In the listing below, a line holding "spot the red jacket." and a line holding "spot the player in striped jersey." mark the range. Retype both exactly, with all lines between them.

- THE DATA:
####
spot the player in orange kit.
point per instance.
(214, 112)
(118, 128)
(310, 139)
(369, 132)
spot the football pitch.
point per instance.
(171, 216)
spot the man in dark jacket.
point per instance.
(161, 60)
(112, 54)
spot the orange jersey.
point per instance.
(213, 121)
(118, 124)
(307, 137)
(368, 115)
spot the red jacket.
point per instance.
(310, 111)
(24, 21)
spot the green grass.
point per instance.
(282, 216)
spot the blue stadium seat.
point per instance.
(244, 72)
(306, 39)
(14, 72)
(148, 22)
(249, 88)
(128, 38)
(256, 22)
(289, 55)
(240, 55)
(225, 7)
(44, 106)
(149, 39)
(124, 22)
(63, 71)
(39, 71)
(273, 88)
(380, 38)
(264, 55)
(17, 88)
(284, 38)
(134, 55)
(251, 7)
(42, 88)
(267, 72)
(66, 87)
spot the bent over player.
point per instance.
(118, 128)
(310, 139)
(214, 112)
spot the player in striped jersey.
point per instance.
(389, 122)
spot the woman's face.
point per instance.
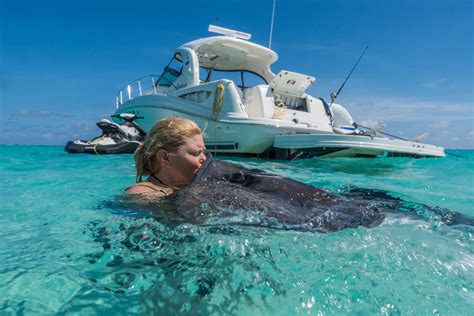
(187, 160)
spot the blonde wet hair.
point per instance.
(168, 134)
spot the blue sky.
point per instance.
(62, 62)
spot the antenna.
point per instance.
(271, 25)
(334, 95)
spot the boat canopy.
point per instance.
(230, 54)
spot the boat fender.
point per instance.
(218, 99)
(95, 149)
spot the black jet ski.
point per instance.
(116, 138)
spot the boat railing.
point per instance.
(139, 87)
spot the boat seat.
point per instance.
(258, 101)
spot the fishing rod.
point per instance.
(335, 94)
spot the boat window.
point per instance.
(171, 72)
(242, 78)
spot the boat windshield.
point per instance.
(242, 78)
(171, 72)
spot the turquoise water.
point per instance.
(63, 250)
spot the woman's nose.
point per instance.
(203, 157)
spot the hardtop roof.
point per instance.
(228, 53)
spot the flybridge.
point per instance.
(229, 32)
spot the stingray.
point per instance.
(226, 192)
(223, 192)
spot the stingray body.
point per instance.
(223, 190)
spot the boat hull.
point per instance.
(236, 133)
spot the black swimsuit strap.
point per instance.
(158, 179)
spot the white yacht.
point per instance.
(224, 83)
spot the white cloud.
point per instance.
(435, 84)
(442, 124)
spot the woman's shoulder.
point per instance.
(147, 188)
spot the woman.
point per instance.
(171, 155)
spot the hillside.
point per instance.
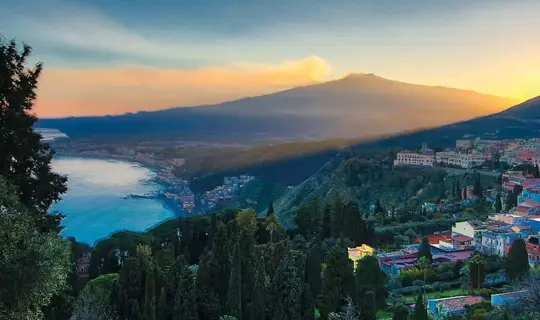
(520, 121)
(367, 175)
(358, 105)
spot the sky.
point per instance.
(117, 56)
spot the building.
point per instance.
(469, 228)
(512, 179)
(498, 242)
(355, 254)
(447, 308)
(426, 157)
(393, 263)
(463, 160)
(465, 144)
(533, 250)
(509, 218)
(508, 298)
(83, 267)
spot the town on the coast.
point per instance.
(513, 225)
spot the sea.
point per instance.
(97, 203)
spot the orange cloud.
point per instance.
(66, 92)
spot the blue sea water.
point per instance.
(94, 205)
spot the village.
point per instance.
(488, 242)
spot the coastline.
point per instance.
(155, 195)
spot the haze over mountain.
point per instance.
(357, 105)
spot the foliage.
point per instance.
(400, 312)
(425, 250)
(370, 278)
(34, 266)
(517, 261)
(337, 280)
(25, 162)
(420, 311)
(97, 301)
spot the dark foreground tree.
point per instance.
(517, 262)
(425, 250)
(25, 162)
(33, 266)
(420, 311)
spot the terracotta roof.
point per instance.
(461, 238)
(522, 209)
(458, 303)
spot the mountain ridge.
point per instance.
(352, 107)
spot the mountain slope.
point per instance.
(520, 121)
(355, 106)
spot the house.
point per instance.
(533, 250)
(509, 218)
(429, 207)
(355, 254)
(394, 262)
(83, 267)
(529, 200)
(469, 228)
(514, 178)
(426, 157)
(450, 307)
(498, 242)
(436, 237)
(508, 298)
(458, 242)
(464, 160)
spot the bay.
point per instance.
(95, 205)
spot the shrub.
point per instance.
(486, 293)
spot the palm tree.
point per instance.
(272, 225)
(424, 263)
(479, 261)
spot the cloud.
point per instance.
(64, 92)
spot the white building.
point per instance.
(415, 158)
(464, 160)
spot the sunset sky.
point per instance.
(117, 56)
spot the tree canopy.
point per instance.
(25, 162)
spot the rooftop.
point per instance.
(457, 303)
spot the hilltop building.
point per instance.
(426, 157)
(355, 254)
####
- OUTPUT OF THE EXERCISE:
spot the red jacket.
point per instance.
(310, 111)
(24, 21)
spot the green grass.
point per instance.
(282, 216)
spot the blue stadium seat.
point per instance.
(244, 72)
(306, 39)
(14, 72)
(148, 22)
(249, 88)
(128, 38)
(256, 22)
(289, 55)
(240, 55)
(225, 7)
(44, 106)
(149, 39)
(124, 22)
(63, 71)
(39, 71)
(273, 88)
(380, 38)
(264, 55)
(17, 88)
(284, 38)
(134, 55)
(251, 7)
(42, 88)
(267, 72)
(66, 87)
spot the bent over player.
point per instance.
(118, 128)
(310, 139)
(214, 112)
spot the player in striped jersey.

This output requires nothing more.